> [ABOUT THIS EXERCISE]
Where a line contains the word "farmland", copy that line from the records below.
------------
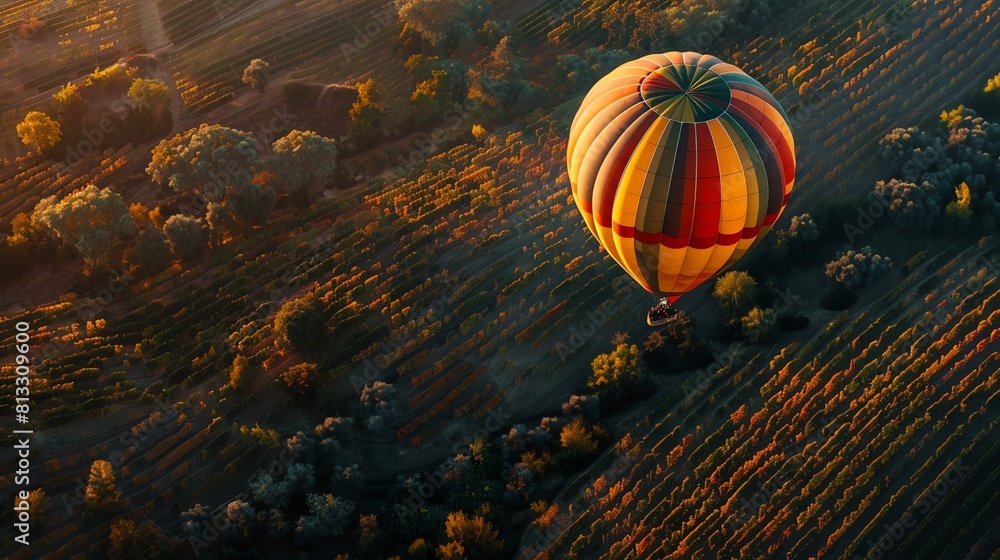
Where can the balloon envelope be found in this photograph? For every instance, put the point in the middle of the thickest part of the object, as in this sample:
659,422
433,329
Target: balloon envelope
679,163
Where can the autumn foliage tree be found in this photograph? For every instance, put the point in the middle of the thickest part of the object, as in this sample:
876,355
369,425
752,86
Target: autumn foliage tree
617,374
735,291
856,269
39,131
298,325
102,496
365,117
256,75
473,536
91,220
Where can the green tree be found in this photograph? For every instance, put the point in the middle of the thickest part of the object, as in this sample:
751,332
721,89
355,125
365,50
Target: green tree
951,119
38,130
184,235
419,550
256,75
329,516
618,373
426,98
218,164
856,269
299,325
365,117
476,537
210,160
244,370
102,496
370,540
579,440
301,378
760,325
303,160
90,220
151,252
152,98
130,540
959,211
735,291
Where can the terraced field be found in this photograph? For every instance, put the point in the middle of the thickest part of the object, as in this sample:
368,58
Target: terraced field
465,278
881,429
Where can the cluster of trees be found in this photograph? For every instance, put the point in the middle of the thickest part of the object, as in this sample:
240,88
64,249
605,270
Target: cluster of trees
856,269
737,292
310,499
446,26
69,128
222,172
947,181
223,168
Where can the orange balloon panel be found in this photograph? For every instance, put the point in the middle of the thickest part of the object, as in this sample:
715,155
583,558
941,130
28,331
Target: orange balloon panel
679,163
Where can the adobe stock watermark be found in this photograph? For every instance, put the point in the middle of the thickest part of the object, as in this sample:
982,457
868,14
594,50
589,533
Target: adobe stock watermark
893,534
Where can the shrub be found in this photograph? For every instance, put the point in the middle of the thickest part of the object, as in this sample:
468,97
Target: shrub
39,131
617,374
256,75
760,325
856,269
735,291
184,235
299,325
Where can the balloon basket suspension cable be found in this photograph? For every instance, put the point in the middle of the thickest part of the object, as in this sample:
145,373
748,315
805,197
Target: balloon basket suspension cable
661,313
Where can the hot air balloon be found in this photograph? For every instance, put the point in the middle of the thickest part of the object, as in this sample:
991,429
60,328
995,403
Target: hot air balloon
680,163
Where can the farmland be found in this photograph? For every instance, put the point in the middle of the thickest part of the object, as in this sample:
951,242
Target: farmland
------------
> [RESPONSE AREA]
Where can the farmland be found in this photograph? For every instance, put the point in the middle of the thickest part of the object, as in this sample:
Target: farmland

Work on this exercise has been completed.